[START Supplied passage]
That was the pep talk he gave to himself in December when he was called up for what Farrell described as a ‘stocktake’ – which was essentially a 45-man audition in front of the new coaching staff. “I was very surprised to be picked for that,” Heffernan said. “My form had been patchy but as soon as I headed up there, motivation wasn’t an issue.”

Anxiety was a concern last Wednesday, however. He knew Farrell’s trimmed down squad was going to be announced at 4pm and when colleagues got phone calls from Farrell earlier in the day, a sick feeling developed in his stomach.

All day he stared at his phone. It didn’t ring. Approaching 4pm, he was getting increasingly nervous when he logged into his inbox and there, just above a message alerting him to new notifications on his Facebook page, was an email from the IRFU. He clicked open. Formally he was invited to train with Ireland.

Straight away, he phoned his parents, telling them the news. Next he thought back to 2013, the conversations he had with the then Connacht coaches about relocating from flanker to the front row.
[END Supplied passage]
[START Excerpted data]
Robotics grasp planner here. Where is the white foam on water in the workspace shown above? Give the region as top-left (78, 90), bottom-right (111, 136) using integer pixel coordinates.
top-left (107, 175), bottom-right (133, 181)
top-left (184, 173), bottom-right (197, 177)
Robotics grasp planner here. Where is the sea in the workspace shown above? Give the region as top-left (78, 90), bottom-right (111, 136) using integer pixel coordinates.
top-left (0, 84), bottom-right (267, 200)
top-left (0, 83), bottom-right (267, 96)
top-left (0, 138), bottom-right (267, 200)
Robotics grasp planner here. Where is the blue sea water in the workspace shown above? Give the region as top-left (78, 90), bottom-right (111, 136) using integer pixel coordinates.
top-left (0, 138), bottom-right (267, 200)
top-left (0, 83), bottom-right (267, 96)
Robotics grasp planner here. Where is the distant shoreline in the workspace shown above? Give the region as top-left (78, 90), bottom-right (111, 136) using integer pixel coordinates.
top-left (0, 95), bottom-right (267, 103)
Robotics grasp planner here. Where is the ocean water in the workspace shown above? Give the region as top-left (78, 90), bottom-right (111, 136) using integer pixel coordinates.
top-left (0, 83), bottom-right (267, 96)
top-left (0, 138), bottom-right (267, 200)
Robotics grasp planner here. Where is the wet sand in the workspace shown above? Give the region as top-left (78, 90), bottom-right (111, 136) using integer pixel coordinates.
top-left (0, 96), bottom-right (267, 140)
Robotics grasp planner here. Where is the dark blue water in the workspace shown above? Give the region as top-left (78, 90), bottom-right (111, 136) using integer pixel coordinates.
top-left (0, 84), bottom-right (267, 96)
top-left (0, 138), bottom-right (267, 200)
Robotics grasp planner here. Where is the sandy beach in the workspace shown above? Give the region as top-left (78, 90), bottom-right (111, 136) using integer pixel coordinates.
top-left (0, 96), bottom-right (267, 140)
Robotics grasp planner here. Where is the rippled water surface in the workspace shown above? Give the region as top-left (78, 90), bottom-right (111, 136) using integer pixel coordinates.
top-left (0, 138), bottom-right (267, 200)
[END Excerpted data]
» **Set problem**: Retype the passage about Heffernan's call-up to the Ireland squad verbatim, from "Anxiety was a" to "the front row.".

» **Answer to the problem**:
Anxiety was a concern last Wednesday, however. He knew Farrell’s trimmed down squad was going to be announced at 4pm and when colleagues got phone calls from Farrell earlier in the day, a sick feeling developed in his stomach.

All day he stared at his phone. It didn’t ring. Approaching 4pm, he was getting increasingly nervous when he logged into his inbox and there, just above a message alerting him to new notifications on his Facebook page, was an email from the IRFU. He clicked open. Formally he was invited to train with Ireland.

Straight away, he phoned his parents, telling them the news. Next he thought back to 2013, the conversations he had with the then Connacht coaches about relocating from flanker to the front row.